### Explorer le contenu:
1) Recopiez le passage du texte de lecture allant de « Primauté donnée à » jusqu'à « Légalisation de l’euthanasie. » inclus.
2) Répondez aux questions suivantes d'après le texte de lecture.
(a) Quel taux minimum d'impôt sur les sociétés s'applique à la banque et au secteur énergétique ?
(b) Quelle date est fixée pour le jour d'hommage aux victimes du franquisme ?
(c) À partir de quelle année les congés paternité et maternité doivent-ils être rémunérés à 100 % ?

### Texte de lecture:
Interdiction de couper l’alimentation en eau, gaz et électricité des familles ayant des difficultés de de paiement pour les personnes pauvres ou vulnérables.

Gratuité des livres, du matériel et de la cantine scolaires pour les enfants modestes dans le primaire et le secondaire.

* une hausse de l’impôt sur le revenu des plus riches et pour les grandes sociétés

Hausse de deux points pour les revenus supérieurs à 130 000 euros par an, et de quatre points au-delà de 300 000 euros.

Hausse de 4 points de l’impôt sur les revenus du capital de 140 000 euros et plus.

Instauration d’un taux minimum de 15 % pour l’impôt sur les sociétés (18 % pour la banque et le secteur énergétique).

* la limitation des augmentations de loyers et un plan de construction de logements sociaux

Instauration d’un plafond pour la hausse des prix de la location dans « les zones immobilières saturées ».

* l’abrogation des pans de la réforme de la loi du travail adoptée par le gouvernement conservateur de Mariano Rajoy en 2012.

Suppression de la possibilité de licenciement en raison d’absences liées à des arrêts maladie ou à des congés maternité.

Primauté donnée à nouveau aux accords de branche sur les conventions d’entreprise.

* la réduction de la fracture territoriale

Adoption d’un plan de lutte contre l’exode rural déployant la 3G et le haut débit sur tout le territoire et créant un réseau d’infrastructures radiales pour connecter zones rurales et villes moyennes

* l’extension des libertés démocratiques

Abrogation de la « loi bâillon » et son remplacement par une loi protégeant la liberté d’expression et de réunion.

Vote d’une loi sur la liberté de conscience garantissant la laïcité de l’État.

Légalisation de l’euthanasie.

* la mise en place de « politiques féministes »

Adoption d’une loi sur l’égalité hommes-femmes dans le monde du travail (qui devrait renforcer la transparence sur les salaires dans l’entreprise).

Mise en place des congés paternité et maternité « égaux (16 semaines chacun – ndlr), incessibles » et rémunérés à 100 % à partir de 2021.

* la rupture avec le franquisme

Création d’un jour d’hommage, le 31 octobre, aux victimes du franquisme.

Un programme d’exhumation des victimes du franquisme de leurs fosses communes.

Suppression des symboles franquistes dans l’espace public et création d’un délit d’exaltation ou d’apologie du franquisme.

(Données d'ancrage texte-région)
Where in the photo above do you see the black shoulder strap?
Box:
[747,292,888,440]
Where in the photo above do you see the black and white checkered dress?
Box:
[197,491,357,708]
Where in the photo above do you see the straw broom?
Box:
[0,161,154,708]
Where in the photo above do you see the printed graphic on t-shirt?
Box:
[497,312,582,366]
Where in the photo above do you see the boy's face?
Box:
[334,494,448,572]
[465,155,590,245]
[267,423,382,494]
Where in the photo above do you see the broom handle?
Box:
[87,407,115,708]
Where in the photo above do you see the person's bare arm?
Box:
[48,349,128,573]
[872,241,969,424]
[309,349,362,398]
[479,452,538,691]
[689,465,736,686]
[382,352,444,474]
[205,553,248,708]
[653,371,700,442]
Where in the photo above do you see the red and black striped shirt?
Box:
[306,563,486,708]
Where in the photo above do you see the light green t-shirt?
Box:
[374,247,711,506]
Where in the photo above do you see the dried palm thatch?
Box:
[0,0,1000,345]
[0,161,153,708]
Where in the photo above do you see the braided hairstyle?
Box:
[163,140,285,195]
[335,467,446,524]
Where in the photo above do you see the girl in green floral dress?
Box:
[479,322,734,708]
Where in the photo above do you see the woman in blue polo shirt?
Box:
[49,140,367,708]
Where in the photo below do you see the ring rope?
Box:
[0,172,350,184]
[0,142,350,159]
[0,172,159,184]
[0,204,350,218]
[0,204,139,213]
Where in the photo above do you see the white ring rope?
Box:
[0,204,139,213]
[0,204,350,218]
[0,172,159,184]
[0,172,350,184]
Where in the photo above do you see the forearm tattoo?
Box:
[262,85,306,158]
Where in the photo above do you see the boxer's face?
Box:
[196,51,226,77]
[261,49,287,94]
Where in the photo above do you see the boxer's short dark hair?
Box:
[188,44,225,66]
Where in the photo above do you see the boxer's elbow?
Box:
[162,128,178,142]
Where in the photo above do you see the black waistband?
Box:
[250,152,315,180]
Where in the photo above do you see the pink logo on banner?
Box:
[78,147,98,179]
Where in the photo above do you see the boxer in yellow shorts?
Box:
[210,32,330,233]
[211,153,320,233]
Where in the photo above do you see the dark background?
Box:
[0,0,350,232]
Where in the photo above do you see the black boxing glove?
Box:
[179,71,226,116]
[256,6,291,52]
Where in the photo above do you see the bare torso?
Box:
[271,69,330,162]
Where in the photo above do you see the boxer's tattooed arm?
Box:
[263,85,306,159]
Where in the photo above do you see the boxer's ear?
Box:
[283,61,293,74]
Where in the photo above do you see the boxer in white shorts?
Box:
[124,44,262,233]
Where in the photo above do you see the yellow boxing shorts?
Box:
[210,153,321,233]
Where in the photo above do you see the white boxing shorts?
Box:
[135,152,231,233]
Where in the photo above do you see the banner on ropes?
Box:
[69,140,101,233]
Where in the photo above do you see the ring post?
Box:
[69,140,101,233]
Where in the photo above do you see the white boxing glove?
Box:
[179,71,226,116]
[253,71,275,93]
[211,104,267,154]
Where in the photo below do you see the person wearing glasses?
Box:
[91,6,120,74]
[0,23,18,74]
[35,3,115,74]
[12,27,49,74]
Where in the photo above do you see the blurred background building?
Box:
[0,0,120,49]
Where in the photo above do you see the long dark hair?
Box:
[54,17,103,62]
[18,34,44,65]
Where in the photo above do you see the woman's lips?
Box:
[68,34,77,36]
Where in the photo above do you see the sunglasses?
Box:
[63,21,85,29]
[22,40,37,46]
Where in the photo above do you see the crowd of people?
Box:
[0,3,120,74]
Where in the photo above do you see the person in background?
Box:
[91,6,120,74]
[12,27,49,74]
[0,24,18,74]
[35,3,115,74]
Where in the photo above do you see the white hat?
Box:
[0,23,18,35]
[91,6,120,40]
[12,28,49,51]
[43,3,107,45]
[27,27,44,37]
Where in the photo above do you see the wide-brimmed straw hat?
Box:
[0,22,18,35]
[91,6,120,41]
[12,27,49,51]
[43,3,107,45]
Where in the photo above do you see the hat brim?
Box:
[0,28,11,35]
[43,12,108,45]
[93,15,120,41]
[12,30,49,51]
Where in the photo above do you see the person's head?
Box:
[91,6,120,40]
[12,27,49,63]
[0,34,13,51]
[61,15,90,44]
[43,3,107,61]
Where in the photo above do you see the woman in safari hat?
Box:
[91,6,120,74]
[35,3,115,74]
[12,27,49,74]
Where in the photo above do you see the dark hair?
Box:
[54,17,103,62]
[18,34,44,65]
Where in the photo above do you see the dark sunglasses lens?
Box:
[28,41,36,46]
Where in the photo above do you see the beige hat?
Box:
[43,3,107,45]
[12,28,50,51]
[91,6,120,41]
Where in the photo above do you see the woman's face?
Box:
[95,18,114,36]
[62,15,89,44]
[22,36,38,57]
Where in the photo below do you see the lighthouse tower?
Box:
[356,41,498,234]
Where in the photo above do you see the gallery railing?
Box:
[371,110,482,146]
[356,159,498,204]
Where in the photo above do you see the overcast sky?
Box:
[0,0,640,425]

### Réponses par tâche:
1)
Primauté donnée à nouveau aux accords de branche sur les conventions d’entreprise.

* la réduction de la fracture territoriale

Adoption d’un plan de lutte contre l’exode rural déployant la 3G et le haut débit sur tout le territoire et créant un réseau d’infrastructures radiales pour connecter zones rurales et villes moyennes

* l’extension des libertés démocratiques

Abrogation de la « loi bâillon » et son remplacement par une loi protégeant la liberté d’expression et de réunion.

Vote d’une loi sur la liberté de conscience garantissant la laïcité de l’État.

Légalisation de l’euthanasie.

2)
(a) 18 %
(b) Le 31 octobre
(c) 2021